- [Problem to solve]
Copy the lines below from the one containing "Can you confirm whether any reddish" through the last line, keeping the requests, and increase every box coordinate in the answers by 118.

[BEGIN]

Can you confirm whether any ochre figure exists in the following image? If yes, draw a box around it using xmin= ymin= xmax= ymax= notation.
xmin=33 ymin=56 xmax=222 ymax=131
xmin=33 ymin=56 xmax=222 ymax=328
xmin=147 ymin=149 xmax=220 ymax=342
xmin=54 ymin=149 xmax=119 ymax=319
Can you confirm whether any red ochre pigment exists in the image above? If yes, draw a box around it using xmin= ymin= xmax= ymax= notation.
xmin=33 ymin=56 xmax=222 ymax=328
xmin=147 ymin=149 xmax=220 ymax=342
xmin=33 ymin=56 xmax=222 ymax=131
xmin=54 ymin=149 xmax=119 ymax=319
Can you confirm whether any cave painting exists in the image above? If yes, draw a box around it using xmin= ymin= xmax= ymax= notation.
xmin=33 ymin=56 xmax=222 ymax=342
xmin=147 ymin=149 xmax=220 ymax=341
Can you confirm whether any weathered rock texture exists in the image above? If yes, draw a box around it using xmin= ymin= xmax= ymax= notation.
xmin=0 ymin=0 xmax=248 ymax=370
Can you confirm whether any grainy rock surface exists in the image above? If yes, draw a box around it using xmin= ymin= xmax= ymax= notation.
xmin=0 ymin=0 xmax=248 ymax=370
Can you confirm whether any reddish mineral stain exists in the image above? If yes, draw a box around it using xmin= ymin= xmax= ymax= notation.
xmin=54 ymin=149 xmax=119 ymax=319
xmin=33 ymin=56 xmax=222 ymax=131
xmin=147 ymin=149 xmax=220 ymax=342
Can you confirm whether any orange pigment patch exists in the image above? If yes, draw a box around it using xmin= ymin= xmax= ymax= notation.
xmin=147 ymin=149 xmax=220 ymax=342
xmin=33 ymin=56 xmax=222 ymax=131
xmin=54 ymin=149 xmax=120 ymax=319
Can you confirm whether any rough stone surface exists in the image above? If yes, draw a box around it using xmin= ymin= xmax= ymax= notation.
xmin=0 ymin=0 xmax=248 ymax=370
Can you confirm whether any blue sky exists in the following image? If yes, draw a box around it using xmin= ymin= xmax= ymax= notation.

[END]

- [Answer]
Can you confirm whether any reddish mineral stain exists in the image above? If yes, draw a box around it using xmin= ymin= xmax= ymax= notation.
xmin=172 ymin=267 xmax=237 ymax=437
xmin=151 ymin=174 xmax=340 ymax=249
xmin=265 ymin=267 xmax=338 ymax=460
Can you confirm whether any orange pigment patch exists in the image above? If yes, draw a box around it using xmin= ymin= xmax= ymax= notation.
xmin=265 ymin=267 xmax=338 ymax=460
xmin=151 ymin=174 xmax=340 ymax=249
xmin=172 ymin=267 xmax=238 ymax=437
Can you confirm whether any rough stone surface exists in the image above? If yes, draw a box around it using xmin= ymin= xmax= ymax= notation.
xmin=118 ymin=118 xmax=366 ymax=488
Can you confirm whether any blue sky exists in the following image? If yes, draw a box around it using xmin= ymin= xmax= ymax= notation.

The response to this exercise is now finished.